>> Start
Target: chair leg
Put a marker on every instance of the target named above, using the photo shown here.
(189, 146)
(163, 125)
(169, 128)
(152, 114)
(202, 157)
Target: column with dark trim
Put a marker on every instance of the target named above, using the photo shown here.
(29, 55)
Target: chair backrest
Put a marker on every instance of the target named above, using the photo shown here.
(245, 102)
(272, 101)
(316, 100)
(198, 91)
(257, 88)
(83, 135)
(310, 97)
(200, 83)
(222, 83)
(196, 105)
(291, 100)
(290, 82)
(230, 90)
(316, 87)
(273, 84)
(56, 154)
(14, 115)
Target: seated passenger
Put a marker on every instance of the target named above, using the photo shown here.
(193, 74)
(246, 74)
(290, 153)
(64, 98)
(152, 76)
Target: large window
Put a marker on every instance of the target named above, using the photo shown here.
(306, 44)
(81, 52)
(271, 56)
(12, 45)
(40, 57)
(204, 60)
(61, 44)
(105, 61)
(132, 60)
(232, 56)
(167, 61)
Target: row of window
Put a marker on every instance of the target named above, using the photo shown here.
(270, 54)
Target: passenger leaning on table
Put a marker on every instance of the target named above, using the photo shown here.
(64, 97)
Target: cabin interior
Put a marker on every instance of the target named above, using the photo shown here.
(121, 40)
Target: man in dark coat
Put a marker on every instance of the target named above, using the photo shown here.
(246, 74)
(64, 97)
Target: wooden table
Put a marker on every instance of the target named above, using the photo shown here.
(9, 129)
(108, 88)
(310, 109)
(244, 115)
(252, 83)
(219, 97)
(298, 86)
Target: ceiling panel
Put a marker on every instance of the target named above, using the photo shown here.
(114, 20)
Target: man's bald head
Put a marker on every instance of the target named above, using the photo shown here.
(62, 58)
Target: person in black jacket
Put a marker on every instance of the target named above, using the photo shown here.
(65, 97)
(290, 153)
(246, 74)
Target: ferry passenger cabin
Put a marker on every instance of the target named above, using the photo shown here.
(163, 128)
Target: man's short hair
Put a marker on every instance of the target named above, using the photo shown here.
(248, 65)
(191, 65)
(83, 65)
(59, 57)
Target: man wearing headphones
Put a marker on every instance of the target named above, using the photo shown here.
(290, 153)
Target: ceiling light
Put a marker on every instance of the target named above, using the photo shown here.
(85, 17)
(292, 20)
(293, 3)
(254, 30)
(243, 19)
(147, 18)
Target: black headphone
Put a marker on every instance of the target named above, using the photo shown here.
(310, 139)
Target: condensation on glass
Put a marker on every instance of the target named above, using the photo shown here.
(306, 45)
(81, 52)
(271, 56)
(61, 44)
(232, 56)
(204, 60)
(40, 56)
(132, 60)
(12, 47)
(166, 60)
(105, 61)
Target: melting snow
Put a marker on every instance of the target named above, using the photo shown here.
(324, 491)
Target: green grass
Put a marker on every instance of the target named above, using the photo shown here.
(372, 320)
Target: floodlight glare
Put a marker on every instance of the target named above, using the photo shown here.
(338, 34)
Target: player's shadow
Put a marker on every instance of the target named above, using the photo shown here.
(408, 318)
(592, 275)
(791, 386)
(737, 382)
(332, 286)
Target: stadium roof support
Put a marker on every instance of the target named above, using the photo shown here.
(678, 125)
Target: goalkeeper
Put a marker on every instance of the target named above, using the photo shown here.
>> End
Directions for this task » Each line of the listing above should be output exactly.

The response »
Target: chair leg
Put a marker on every instance of the target named above, using the photo shown here.
(189, 146)
(163, 125)
(169, 128)
(152, 114)
(202, 157)
Target: column with dark trim
Put a marker on every instance of the target named above, using the photo shown here.
(29, 55)
Target: chair backrest
Put a marker on every instance of the target named above, using the photo shown here.
(245, 102)
(272, 101)
(316, 100)
(198, 91)
(257, 88)
(83, 135)
(310, 97)
(200, 83)
(222, 83)
(196, 105)
(291, 100)
(290, 82)
(230, 90)
(316, 87)
(273, 84)
(56, 154)
(14, 115)
Target: seated passenger
Put a marker on every instance of the target named above, using the photo shown here.
(193, 74)
(246, 74)
(290, 153)
(64, 98)
(152, 76)
Target: large window
Put a marker on every instance of the target named above, using the photo shown here.
(306, 44)
(81, 52)
(271, 56)
(12, 45)
(40, 57)
(204, 60)
(61, 44)
(105, 61)
(132, 60)
(232, 56)
(167, 61)
Target: row of window
Put a marker on every instance of the target named above, using the photo shown here.
(270, 54)
Target: passenger leaning on table
Put a marker on every instance of the target named above, using the photo shown here.
(64, 97)
Target: cabin interior
Put a marker on every instance of the target named above, using the photo shown here.
(121, 40)
Target: man in dark coat
Put a marker on every instance of the target named above, using the photo shown here.
(246, 74)
(64, 97)
Target: wooden table
Put a marker on every instance of the target named above, using the photo shown here.
(9, 129)
(108, 88)
(310, 109)
(244, 115)
(252, 83)
(219, 97)
(298, 86)
Target: ceiling panel
Put a marker on every instance of the target named above, using the photo shown here.
(114, 20)
Target: man's bald head
Put a marker on every instance of the target named above, using the photo shown here.
(62, 58)
Target: person in black jacket
Put a marker on every instance of the target named above, using the photo shown here.
(65, 97)
(290, 153)
(246, 74)
Target: ferry passenger cabin
Put a marker on every instance of the target named above, using the photo shown here.
(163, 128)
Target: man's short hair
Put a marker on every instance of the target named above, using the photo shown here.
(248, 65)
(191, 65)
(83, 65)
(59, 57)
Target: man wearing headphones
Put a marker on every instance of the target named above, using the photo shown here.
(290, 153)
Target: ceiling light
Put a marker on every instance of the target named above, using the photo shown here.
(85, 17)
(292, 20)
(293, 3)
(254, 30)
(243, 19)
(147, 18)
Target: black headphone
Put a marker on every instance of the target named above, using the photo shown here.
(310, 139)
Target: condensation on glass
Put a marker on every instance of the target named above, using the photo shown here.
(306, 45)
(81, 52)
(271, 56)
(61, 44)
(232, 56)
(204, 60)
(40, 56)
(132, 60)
(12, 47)
(166, 60)
(105, 61)
Target: melting snow
Put a marker on every instance of the target named above, using the photo shown here.
(324, 491)
Target: green grass
Put a marker on every instance of the target named above, using the photo shown here.
(372, 320)
Target: floodlight glare
Put a marker on every instance of the target named above, using the photo shown here.
(338, 34)
Target: player's shadow
Put a marker on every instance of the target named above, using the photo shown here.
(408, 318)
(592, 275)
(791, 386)
(737, 382)
(332, 286)
Target: stadium roof support
Put a marker on every instance of the target named above, using the photo shown here.
(678, 125)
Target: goalkeeper
Put a marker on every instance of the target named above, using the photo shown here.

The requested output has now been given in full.